╭─ Fragmento del texto
Todo convenientemente ionizado, esterilizado, envasado y sometido a un tratamiento por alta presión de 6.000 bares (las unidades de presión equivalentes a una atmósfera; no confundir con los populares establecimientos de cañas, tapas y boquerones que constituyen la red social más profusa de nuestro país). Tan apetecible carta –en la que participaron los cocineros Carles Abellán y Carles Gaig, así como el chocolatero Enric Rovira y la dietista Asunción Rovira– fue llevada a la ISS en 2006 para deleite de un afortunado grupo de astronautas entre los que se contaba a Pedro Duque (el hombre que le quitó parte de la gracia al chiste que articulaba el filme protagonizado por Toni Leblanc). Y así la dieta mediterránea llegó al espacio. Como entrañable último dato, cabe recuperar la declaración de uno de los responsables del proyecto: «El vino y bebidas alcohólicas están prohibidos. Se pensó en preparar vino sin alcohol… pero era una pena estropear un vino así.» La misión que se lance desde el Houston del Mediterráneo dispuesta a clavar la bandera cuatribarrada sobre la superfcie lunar, sin duda se llamará Dioniso 11.
╰─
Objetivo A:
Según el fragmento sobre la dieta mediterránea en el espacio, ¿en qué año se llevó la carta a la ISS?
╭─ Datos de entrada
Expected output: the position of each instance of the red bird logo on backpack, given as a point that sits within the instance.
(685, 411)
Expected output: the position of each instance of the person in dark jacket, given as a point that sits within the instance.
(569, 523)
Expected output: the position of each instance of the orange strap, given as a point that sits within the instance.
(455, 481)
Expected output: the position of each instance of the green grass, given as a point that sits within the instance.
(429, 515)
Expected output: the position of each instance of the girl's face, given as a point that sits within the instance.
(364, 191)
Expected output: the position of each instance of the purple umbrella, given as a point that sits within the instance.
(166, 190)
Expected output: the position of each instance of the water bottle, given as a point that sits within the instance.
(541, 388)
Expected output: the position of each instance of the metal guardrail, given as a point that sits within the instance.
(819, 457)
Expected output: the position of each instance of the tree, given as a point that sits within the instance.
╰─
Objetivo B:
Vuelve a escribir los registros desde la línea que contiene "Expected output: the position of each instance of the green" hasta el final de los registros, con ambos extremos incluidos.

Solución del ejercicio A:
En 2006.

Solución del ejercicio B:
Expected output: the position of each instance of the green grass, given as a point that sits within the instance.
(429, 515)
Expected output: the position of each instance of the girl's face, given as a point that sits within the instance.
(364, 191)
Expected output: the position of each instance of the purple umbrella, given as a point that sits within the instance.
(166, 190)
Expected output: the position of each instance of the water bottle, given as a point that sits within the instance.
(541, 388)
Expected output: the position of each instance of the metal guardrail, given as a point that sits within the instance.
(819, 457)
Expected output: the position of each instance of the tree, given as a point that sits within the instance.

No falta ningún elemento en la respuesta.